TASK DIRECTIONS: Could you repeat, word for word, every line from the one containing "Q: Point to the man in orange" through the final line of the records below, and nothing else?

++++++++++

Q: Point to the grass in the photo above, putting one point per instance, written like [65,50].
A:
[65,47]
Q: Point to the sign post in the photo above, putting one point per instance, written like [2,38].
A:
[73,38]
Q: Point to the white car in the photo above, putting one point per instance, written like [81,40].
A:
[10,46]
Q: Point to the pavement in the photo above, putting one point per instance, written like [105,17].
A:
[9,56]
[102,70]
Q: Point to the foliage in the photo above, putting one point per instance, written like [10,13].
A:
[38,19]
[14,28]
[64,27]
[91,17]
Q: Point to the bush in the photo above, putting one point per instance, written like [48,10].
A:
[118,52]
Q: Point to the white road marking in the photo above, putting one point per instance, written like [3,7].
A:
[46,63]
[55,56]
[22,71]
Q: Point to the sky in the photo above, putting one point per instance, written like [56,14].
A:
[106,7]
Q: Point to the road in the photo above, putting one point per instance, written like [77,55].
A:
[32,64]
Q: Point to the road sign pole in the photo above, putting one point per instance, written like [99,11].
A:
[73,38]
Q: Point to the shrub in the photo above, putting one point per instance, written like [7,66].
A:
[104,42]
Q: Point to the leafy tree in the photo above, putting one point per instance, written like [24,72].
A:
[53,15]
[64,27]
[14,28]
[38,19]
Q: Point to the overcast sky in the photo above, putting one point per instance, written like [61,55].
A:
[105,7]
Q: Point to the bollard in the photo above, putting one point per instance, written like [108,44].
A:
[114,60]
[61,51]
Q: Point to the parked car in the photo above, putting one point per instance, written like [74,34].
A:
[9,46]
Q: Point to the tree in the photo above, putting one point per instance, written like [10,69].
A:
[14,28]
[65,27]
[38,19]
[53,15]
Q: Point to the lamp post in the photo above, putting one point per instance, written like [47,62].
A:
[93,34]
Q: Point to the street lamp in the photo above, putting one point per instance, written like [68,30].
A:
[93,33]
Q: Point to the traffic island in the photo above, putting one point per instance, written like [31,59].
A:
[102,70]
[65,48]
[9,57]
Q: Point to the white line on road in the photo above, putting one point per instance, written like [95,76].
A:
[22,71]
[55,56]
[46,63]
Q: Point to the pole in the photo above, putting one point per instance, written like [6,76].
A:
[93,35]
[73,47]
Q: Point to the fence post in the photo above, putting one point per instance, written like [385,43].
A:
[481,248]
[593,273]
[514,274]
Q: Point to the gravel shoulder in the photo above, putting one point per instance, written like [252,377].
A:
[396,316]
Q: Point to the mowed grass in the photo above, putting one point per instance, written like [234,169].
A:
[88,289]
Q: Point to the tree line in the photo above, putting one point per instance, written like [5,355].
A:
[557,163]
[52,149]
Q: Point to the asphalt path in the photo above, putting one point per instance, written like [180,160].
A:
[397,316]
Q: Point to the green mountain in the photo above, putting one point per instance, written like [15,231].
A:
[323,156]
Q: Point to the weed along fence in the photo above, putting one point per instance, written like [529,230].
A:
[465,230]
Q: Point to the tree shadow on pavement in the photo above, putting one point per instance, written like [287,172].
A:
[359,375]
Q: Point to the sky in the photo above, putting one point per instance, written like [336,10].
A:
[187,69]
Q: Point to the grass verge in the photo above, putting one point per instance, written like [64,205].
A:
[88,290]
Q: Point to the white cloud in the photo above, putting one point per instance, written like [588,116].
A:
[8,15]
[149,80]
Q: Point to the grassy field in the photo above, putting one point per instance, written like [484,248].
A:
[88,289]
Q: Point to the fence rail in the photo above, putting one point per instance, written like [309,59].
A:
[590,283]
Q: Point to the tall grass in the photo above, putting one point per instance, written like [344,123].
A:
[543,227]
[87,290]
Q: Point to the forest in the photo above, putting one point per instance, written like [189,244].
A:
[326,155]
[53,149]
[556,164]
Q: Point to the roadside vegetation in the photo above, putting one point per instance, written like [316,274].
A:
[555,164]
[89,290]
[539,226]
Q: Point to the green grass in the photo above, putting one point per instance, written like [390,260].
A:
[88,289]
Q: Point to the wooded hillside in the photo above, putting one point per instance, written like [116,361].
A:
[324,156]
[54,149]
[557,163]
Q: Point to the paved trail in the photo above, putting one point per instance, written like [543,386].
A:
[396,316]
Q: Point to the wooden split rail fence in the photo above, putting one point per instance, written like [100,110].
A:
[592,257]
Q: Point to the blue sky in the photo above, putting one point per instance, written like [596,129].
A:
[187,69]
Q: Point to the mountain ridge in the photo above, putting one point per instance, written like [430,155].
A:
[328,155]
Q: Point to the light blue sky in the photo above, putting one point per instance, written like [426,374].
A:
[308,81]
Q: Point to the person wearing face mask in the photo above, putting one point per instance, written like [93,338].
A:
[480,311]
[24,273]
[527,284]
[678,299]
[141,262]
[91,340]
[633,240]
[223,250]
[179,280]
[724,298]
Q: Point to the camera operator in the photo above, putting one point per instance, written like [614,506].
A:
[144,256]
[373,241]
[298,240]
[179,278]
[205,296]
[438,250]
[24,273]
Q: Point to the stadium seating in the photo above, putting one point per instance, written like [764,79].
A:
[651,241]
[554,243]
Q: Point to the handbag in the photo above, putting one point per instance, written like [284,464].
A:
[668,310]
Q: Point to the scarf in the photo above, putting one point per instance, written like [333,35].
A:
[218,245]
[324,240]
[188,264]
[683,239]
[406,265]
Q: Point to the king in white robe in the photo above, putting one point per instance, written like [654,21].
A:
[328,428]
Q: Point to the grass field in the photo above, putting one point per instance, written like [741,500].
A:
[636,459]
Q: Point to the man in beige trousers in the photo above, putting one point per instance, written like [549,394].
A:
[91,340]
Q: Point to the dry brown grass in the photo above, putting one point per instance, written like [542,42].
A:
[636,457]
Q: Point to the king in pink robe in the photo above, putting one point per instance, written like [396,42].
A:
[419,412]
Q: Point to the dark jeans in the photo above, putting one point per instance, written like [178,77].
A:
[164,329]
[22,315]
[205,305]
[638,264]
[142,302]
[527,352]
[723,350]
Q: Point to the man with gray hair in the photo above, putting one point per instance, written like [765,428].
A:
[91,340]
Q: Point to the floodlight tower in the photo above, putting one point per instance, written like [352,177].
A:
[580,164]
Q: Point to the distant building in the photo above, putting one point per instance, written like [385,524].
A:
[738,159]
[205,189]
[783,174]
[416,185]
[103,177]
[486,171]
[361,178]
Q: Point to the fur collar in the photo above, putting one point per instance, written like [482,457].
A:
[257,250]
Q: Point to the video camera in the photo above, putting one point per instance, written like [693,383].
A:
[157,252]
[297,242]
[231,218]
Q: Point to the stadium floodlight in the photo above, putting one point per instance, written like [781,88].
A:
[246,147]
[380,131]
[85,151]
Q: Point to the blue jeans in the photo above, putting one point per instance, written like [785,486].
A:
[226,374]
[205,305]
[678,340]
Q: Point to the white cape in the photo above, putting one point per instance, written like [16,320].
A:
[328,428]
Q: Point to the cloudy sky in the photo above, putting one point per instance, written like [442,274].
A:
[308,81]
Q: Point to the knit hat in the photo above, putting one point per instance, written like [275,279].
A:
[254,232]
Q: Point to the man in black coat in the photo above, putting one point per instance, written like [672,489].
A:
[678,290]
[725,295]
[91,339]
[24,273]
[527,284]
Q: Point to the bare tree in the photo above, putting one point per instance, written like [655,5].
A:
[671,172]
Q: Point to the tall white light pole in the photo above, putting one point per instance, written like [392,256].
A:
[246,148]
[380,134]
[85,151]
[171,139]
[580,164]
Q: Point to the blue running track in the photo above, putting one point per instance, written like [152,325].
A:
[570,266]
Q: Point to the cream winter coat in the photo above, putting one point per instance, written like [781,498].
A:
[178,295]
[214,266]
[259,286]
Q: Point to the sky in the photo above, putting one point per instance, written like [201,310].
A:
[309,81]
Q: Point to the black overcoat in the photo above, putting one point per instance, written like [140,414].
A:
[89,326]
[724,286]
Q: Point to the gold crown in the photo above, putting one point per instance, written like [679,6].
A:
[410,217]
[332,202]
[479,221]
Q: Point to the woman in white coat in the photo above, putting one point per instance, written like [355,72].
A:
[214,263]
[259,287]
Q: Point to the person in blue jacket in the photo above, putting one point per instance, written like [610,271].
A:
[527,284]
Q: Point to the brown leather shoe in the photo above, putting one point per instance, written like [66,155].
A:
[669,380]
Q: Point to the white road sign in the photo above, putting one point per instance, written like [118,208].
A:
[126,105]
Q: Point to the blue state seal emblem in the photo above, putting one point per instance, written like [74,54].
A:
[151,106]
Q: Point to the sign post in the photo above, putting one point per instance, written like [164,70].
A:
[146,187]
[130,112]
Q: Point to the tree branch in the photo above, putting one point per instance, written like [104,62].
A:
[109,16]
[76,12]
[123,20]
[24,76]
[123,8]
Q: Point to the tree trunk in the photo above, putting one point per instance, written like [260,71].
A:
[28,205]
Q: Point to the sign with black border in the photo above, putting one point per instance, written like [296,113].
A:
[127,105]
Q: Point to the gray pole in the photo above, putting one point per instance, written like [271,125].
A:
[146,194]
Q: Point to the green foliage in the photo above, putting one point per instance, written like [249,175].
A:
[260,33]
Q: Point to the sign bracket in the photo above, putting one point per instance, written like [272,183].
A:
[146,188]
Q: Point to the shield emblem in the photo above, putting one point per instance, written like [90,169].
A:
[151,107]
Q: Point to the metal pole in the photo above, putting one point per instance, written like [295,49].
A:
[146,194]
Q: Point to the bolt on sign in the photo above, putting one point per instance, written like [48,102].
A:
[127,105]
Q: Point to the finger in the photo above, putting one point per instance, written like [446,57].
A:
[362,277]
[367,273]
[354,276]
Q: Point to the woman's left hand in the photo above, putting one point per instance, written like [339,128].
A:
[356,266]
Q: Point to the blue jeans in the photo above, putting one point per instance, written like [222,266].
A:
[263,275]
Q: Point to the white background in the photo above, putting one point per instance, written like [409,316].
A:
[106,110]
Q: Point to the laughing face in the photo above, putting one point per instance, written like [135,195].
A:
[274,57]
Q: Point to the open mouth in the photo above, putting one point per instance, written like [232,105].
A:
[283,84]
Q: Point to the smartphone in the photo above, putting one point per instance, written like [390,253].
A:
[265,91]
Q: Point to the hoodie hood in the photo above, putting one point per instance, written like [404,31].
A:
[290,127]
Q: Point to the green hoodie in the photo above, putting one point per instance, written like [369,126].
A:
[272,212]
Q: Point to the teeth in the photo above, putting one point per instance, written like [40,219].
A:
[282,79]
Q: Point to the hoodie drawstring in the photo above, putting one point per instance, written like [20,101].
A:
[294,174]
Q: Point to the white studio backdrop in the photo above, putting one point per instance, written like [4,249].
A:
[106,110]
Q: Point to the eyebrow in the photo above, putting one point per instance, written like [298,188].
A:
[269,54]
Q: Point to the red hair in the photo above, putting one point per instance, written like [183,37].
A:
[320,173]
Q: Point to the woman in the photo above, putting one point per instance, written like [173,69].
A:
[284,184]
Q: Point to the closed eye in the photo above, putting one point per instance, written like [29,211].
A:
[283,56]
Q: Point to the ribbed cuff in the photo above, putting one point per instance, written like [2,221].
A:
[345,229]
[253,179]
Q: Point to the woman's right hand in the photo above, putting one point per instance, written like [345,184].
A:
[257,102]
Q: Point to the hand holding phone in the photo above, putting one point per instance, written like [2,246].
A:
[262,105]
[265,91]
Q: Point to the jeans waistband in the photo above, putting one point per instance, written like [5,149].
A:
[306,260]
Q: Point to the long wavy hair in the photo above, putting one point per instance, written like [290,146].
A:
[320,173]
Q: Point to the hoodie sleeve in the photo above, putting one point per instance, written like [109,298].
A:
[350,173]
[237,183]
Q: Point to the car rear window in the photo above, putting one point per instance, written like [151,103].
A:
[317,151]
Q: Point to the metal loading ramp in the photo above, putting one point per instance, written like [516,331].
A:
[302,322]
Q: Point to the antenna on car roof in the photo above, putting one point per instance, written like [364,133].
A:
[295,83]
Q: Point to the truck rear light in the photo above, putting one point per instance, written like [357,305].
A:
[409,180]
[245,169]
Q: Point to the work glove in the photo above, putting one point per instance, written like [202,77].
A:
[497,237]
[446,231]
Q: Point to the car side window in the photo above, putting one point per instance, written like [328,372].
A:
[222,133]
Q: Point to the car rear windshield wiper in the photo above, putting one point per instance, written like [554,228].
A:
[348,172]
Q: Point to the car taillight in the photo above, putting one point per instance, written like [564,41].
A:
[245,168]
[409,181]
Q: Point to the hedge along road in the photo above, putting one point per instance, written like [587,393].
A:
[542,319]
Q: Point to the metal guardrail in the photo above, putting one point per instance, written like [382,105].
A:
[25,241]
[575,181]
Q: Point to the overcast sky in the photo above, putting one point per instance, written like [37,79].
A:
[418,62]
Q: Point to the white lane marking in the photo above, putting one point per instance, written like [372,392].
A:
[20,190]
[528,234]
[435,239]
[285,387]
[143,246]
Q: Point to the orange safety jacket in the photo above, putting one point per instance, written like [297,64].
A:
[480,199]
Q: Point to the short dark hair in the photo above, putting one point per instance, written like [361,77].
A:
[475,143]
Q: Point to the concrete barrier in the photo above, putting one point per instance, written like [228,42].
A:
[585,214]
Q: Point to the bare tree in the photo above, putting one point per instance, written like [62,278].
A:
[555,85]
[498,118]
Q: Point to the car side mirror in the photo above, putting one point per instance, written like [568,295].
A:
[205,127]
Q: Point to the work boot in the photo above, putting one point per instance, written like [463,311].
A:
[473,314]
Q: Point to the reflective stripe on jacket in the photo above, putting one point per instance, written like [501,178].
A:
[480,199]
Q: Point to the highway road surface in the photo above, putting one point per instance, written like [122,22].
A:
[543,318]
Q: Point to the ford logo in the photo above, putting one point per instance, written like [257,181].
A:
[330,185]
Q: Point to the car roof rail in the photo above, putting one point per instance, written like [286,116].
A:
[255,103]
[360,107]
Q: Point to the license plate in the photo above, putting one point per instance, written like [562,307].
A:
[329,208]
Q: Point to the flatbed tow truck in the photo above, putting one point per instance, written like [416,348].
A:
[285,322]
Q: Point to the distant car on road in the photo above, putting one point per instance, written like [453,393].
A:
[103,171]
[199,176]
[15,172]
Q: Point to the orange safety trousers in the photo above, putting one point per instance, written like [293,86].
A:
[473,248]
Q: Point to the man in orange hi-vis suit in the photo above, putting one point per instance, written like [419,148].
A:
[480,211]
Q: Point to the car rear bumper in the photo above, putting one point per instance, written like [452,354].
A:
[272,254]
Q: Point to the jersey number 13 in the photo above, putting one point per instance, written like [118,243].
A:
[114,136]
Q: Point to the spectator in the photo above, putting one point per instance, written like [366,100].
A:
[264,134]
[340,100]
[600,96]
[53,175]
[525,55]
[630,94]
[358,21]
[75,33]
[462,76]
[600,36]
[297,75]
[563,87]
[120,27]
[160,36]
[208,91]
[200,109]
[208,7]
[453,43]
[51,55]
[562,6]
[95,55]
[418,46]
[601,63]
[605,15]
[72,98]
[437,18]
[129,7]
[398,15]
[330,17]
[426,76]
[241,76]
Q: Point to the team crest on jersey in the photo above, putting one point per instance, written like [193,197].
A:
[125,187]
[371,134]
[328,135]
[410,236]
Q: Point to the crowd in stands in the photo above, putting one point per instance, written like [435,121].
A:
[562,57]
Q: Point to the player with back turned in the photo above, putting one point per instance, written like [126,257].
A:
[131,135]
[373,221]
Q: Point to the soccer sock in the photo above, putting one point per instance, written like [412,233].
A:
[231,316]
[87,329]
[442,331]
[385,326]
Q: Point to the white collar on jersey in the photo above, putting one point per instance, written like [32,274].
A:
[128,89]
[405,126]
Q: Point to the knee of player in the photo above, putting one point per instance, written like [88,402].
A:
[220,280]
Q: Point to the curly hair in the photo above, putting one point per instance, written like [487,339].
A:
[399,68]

++++++++++

IN RESPONSE:
Q: Point to the man in orange hi-vis suit in the photo above, putting one point per instance, written like [419,148].
A:
[480,211]
Q: Point to the car rear bumper in the photo above, putting one point per instance, written like [452,354].
A:
[272,254]
Q: Point to the jersey number 13 in the photo above, putting one point per instance, written like [118,243].
A:
[114,136]
Q: Point to the spectator in the photo above, putting one point per instance, written like [366,100].
A:
[264,134]
[340,100]
[600,96]
[53,175]
[525,55]
[630,94]
[358,21]
[75,33]
[462,76]
[600,36]
[297,75]
[563,87]
[120,27]
[160,36]
[208,91]
[200,109]
[208,7]
[453,43]
[51,55]
[562,6]
[95,55]
[418,46]
[601,63]
[605,15]
[72,98]
[437,18]
[129,7]
[398,15]
[330,17]
[426,76]
[241,76]
Q: Point to the team crest on jersey in the photo above, putting one point per instance, written like [193,197].
A:
[125,187]
[371,134]
[328,135]
[410,236]
Q: Point to the crowd in stands in the photo above, putting one point per instance, written like [435,121].
A:
[562,57]
Q: Point to the player with back turned in the photo above, putting one point per instance, written like [126,257].
A:
[131,135]
[373,221]
Q: Point to the soccer sock in the photo above, putting one point per instance, written like [412,233].
A:
[231,316]
[87,329]
[442,331]
[385,326]
Q: Point to the white collar on jersey in the photo above, putting one point per instance, written like [32,274].
A:
[128,89]
[405,126]
Q: Point to the knee of player in the photo above, putting one point per instance, written like [88,402].
A:
[220,280]
Q: Point to the curly hair in the photo above, putting one point per instance, written like [487,339].
A:
[399,68]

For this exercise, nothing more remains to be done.